- [Given instruction] Could you repeat all of the material below, line for line, without changing a single character?

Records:
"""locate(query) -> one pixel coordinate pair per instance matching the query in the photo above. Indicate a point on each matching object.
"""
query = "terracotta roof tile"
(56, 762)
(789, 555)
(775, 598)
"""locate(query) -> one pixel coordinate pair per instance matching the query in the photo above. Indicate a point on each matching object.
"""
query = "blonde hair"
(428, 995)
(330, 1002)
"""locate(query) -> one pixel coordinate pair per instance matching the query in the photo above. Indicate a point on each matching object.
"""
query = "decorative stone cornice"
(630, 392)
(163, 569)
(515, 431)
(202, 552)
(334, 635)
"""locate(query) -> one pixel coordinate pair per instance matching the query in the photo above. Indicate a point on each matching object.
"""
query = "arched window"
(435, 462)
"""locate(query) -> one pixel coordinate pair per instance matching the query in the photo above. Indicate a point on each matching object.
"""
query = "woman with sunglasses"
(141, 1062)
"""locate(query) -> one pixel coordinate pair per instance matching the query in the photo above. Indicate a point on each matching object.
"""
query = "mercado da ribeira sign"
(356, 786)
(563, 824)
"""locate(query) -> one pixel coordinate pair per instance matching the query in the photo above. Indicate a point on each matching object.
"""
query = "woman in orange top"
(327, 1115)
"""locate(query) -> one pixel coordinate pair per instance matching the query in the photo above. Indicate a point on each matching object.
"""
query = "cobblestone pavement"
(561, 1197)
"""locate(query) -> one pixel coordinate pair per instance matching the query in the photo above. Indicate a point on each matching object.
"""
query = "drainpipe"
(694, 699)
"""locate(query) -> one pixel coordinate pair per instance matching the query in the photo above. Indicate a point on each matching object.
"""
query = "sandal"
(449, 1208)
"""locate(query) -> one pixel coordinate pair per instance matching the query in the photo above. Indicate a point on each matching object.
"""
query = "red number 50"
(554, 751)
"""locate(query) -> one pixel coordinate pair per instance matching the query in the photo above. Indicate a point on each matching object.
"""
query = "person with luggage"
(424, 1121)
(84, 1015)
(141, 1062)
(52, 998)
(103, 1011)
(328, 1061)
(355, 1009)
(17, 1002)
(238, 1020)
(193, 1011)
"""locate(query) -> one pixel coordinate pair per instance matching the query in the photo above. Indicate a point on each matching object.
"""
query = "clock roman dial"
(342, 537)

- [Answer for this exercise]
"""locate(query) -> one pixel coordinate pair per instance matching the query in the photo above. Indicate a point on each matching object.
"""
query = "terracotta roof tile"
(56, 762)
(789, 555)
(775, 598)
"""locate(query) -> one pixel coordinate pair per instance matching the query in the photo above. Indicate a point on each matching object.
"""
query = "blonde hair"
(428, 995)
(330, 1002)
"""locate(query) -> one pixel coordinate pair per instance matching the query in the photo above. Indicate a point on each matching object.
"""
query = "decorative stone cornice"
(630, 392)
(163, 569)
(515, 431)
(202, 552)
(334, 635)
"""locate(query) -> one pixel coordinate pair per instance matching the query in the photo above. Indicate a point on each matching object.
"""
query = "arched window"
(435, 462)
"""locate(query) -> one pixel coordinate pair per instance matching the query in the photo above. Indicate a point on each matching object.
"""
query = "woman with sunglasses"
(141, 1062)
"""locate(query) -> one pixel coordinate pair per instance matching the query in the photo above. Indicate a point on each matching object.
"""
query = "mercado da ribeira sign"
(356, 786)
(563, 824)
"""locate(query) -> one pixel coordinate pair per instance matching the query in the photo above. Indicate a point on each matching object.
"""
query = "woman in orange top"
(327, 1115)
"""locate(query) -> one pixel coordinate pair per instance matching the query in the photo above. Indicate a point on each matching object.
"""
query = "cobblestone pavement"
(561, 1197)
"""locate(query) -> one pixel coordinate pair per instance matching the query in the photo above. Indicate a point on each matching object.
"""
query = "drainpipe"
(694, 699)
"""locate(query) -> one pixel coordinate pair per instance matching the query in the photo above. Indicate a point on each matching object.
"""
query = "sandal"
(449, 1208)
"""locate(query) -> one pixel coordinate pair per instance matching the query in the photo above. Indicate a point on each matching object.
"""
query = "red number 50"
(554, 751)
"""locate(query) -> one pixel coordinate pair per instance matching the query in the photo above. Indicate a point on each matching object.
"""
query = "person with luggage"
(424, 1121)
(84, 1015)
(141, 1062)
(52, 998)
(103, 1011)
(328, 1061)
(355, 1009)
(17, 1002)
(238, 1020)
(193, 1011)
"""locate(query) -> one pixel coordinate pair per instance matching the query in the photo above. Indicate a point on each matching object.
"""
query = "clock roman dial"
(342, 537)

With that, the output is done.